# PASSAGE:
# Speaking with a "ball in mouth"? (pronunciation question)



## Howl

Hello everyone!

I'm a rather new student of German, I started studying it in April of this year and I am really enjoying learning it so far. 

However I had a question about pronounciation. My friend (who is a native German), says my pronounciation still needs alot of work, and that when I talk it sounds as if I "have a ball in my mouth".

He says all english speakers sounds like this, not just me. However when I asked him to explain what he meant by this he said "I can't explain it anymore then that, it sounds like you speak with a ball in your mouth."

So I was hoping to ask if anyone else had heared this expression before, or atleast knew what he meant by this. Do english speakers have a "ball" (not literally of course), when they speak?

If so, what would be some good ways to work around this? I would certainly like to work on my pronounciation. I checked the resource sticky that has all those great links, but I was unable to find something that seemed to go with this topic.

Hopefully my question makes sense, and thanks to anyone who can answer .


----------



## FloVi

First, welcome to the forum.

My tip: Don't care about the pronounciation (except it's really wrong). The most important things are the grammar and the vocabulary. If you're firm with these, you can care about the cosmetic things. And if your friend is joking about your pronounciation, i have some names for you:

Siegfried and Roy,
Arnold Schwarzenegger (especially in "Conan" - "Ai brrott ju samm flaurrrs [I brought you some flowers]"


----------



## Lykurg

I completely agree with FloVi - grammar and vocabulary are of much higher importance. 

But if you really want to work on pronunciation, you should listen to native speakers (e.g. audio books) and try to copy them.

I estimate the following sounds to be most difficult (sometimes almost impossible) for an English speaker:
both "ch"-sounds - [x] and [ç], "r" and "u".

Once I tried to teach a correctly pronounced "warum" to a Scottish friend of mine - it took us about one hour to reach a _nearly _native pronunciation.
Moral: You should be assisted by someone who _exactly _knows where the mistake in articulation comes from.


----------



## Jana337

Hi Howl, herzlich willkommen! 

My mother would say that all English natives speak as if they had a hot potato in the mouth, even if they speak English. 

Ask your friend if he could be more specific: Could it be that you are trying to smuggle the -th- sound in German? For uninitiated speakers of other languages, -th- often sounds as if you have an obstacle in the mouth. Moreover, the -t- sound between two vowels could have the same effect; I sometimes think that Americans pronounce "water" as if it were "wader".

If you want, you can record your pronunciation and attach the file here (but the size limit is not very generous). We might be able to tell you more.

Jana


----------



## Kajjo

Ja, "als ob man eine heiße Kartoffel im Mund hat" ist sogar die Anleitung meines Englisch-Lehrers gewesen, um uns die englische Aussprache näher zu bringen.

Man senkt dabei den Unterkiefer ab und schiebt ihn eventuell leicht vor. Die Aussprache vieler Konsonanten erfolgt dann nicht mehr mit dem Gaumen, sondern eben auf typisch englische Art. Dies betrifft ganz besonders "r"- und "ch"-Laute.

Kajjo


----------



## englishman

Lykurg said:


> I estimate the following sounds to be most difficult (sometimes almost impossible) for an English speaker:
> both "ch"-sounds - [x] and [ç], "r" and "u".

# SOURCE MATERIAL:
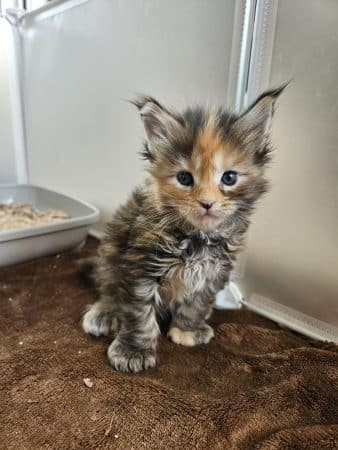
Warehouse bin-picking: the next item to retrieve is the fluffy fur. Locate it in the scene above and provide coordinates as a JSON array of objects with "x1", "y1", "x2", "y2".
[{"x1": 82, "y1": 88, "x2": 283, "y2": 372}]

# OBJECTIVES:
A - Transcribe the pronunciation thread from "My tip: Don't" up to and including "much higher importance.".
B - In the pronunciation thread, how long did it take Lykurg to teach a Scottish friend a nearly native pronunciation of "warum"?
The lines above are separate material with no connection to the pronunciation thread.

# RESPONSE LIST:
A -
My tip: Don't care about the pronounciation (except it's really wrong). The most important things are the grammar and the vocabulary. If you're firm with these, you can care about the cosmetic things. And if your friend is joking about your pronounciation, i have some names for you:

Siegfried and Roy,
Arnold Schwarzenegger (especially in "Conan" - "Ai brrott ju samm flaurrrs [I brought you some flowers]"


----------



## Lykurg

I completely agree with FloVi - grammar and vocabulary are of much higher importance.

B - About one hour.